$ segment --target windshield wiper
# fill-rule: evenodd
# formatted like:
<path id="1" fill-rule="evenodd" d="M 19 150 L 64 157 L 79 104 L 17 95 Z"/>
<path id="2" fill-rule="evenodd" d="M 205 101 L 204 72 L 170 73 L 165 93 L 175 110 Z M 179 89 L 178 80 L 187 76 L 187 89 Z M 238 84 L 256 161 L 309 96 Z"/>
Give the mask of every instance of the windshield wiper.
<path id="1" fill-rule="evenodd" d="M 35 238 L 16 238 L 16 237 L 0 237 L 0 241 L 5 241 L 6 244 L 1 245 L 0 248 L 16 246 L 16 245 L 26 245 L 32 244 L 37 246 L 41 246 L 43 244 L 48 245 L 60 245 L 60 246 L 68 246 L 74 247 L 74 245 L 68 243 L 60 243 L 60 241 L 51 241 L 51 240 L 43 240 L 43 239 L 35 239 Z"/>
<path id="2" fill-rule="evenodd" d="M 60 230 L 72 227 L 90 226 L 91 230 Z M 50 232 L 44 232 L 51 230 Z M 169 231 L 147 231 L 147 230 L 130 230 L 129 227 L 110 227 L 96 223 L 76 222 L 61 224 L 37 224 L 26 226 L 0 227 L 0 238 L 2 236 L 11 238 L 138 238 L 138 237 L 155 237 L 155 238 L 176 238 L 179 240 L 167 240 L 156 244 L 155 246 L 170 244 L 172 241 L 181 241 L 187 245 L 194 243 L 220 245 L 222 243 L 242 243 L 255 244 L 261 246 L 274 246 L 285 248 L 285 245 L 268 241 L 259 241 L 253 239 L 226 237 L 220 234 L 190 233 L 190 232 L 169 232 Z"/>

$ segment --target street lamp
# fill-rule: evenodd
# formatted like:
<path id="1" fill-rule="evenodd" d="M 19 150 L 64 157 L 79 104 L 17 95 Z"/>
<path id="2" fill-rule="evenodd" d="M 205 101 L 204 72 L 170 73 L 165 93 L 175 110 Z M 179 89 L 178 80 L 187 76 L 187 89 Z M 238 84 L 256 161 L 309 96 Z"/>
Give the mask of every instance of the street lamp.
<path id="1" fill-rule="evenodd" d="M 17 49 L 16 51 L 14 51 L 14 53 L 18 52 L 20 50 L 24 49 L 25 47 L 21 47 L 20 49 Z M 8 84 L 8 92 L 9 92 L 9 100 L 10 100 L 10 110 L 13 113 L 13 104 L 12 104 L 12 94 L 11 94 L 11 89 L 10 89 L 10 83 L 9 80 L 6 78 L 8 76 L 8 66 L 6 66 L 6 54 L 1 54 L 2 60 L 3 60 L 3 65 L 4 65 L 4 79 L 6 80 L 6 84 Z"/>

- - - - - - -

Reproduce every line of the items above word for word, changing nothing.

**Written reply:**
$ segment --target windshield wiper
# fill-rule: evenodd
# formatted like:
<path id="1" fill-rule="evenodd" d="M 19 150 L 64 157 L 79 104 L 17 95 Z"/>
<path id="2" fill-rule="evenodd" d="M 205 101 L 204 72 L 170 73 L 165 93 L 175 110 Z M 179 89 L 178 80 L 187 76 L 187 89 Z M 238 84 L 256 161 L 309 96 Z"/>
Give the mask of every instance of the windshield wiper.
<path id="1" fill-rule="evenodd" d="M 35 238 L 16 238 L 16 237 L 0 237 L 0 241 L 5 241 L 6 244 L 1 245 L 0 248 L 16 246 L 16 245 L 26 245 L 32 244 L 37 246 L 41 246 L 43 244 L 48 245 L 60 245 L 60 246 L 68 246 L 74 247 L 74 245 L 68 243 L 60 243 L 60 241 L 51 241 L 51 240 L 43 240 L 43 239 L 35 239 Z"/>
<path id="2" fill-rule="evenodd" d="M 60 230 L 72 227 L 90 226 L 91 230 Z M 50 232 L 44 232 L 51 230 Z M 169 231 L 147 231 L 147 230 L 130 230 L 129 227 L 110 227 L 96 223 L 76 222 L 61 224 L 37 224 L 26 226 L 0 227 L 0 238 L 2 236 L 11 238 L 138 238 L 138 237 L 155 237 L 155 238 L 176 238 L 179 240 L 167 240 L 156 244 L 155 246 L 170 244 L 172 241 L 181 241 L 187 245 L 194 243 L 220 245 L 222 243 L 242 243 L 255 244 L 261 246 L 274 246 L 285 248 L 285 245 L 268 241 L 259 241 L 253 239 L 226 237 L 220 234 L 190 233 L 190 232 L 169 232 Z"/>

$ segment --target street lamp
# fill-rule: evenodd
# formatted like:
<path id="1" fill-rule="evenodd" d="M 19 150 L 64 157 L 79 104 L 17 95 Z"/>
<path id="2" fill-rule="evenodd" d="M 205 101 L 204 72 L 170 73 L 165 93 L 175 110 Z M 179 89 L 178 80 L 187 76 L 187 89 Z M 238 84 L 256 161 L 309 96 Z"/>
Give the mask of every instance of the street lamp.
<path id="1" fill-rule="evenodd" d="M 17 49 L 16 51 L 14 51 L 14 53 L 18 52 L 20 50 L 24 49 L 25 47 L 21 47 L 20 49 Z M 8 84 L 8 92 L 9 92 L 9 100 L 10 100 L 10 110 L 13 113 L 13 104 L 12 104 L 12 94 L 11 94 L 11 89 L 10 89 L 10 83 L 9 80 L 6 78 L 8 76 L 8 66 L 6 66 L 6 54 L 1 54 L 2 60 L 3 60 L 3 65 L 4 65 L 4 79 L 6 80 L 6 84 Z"/>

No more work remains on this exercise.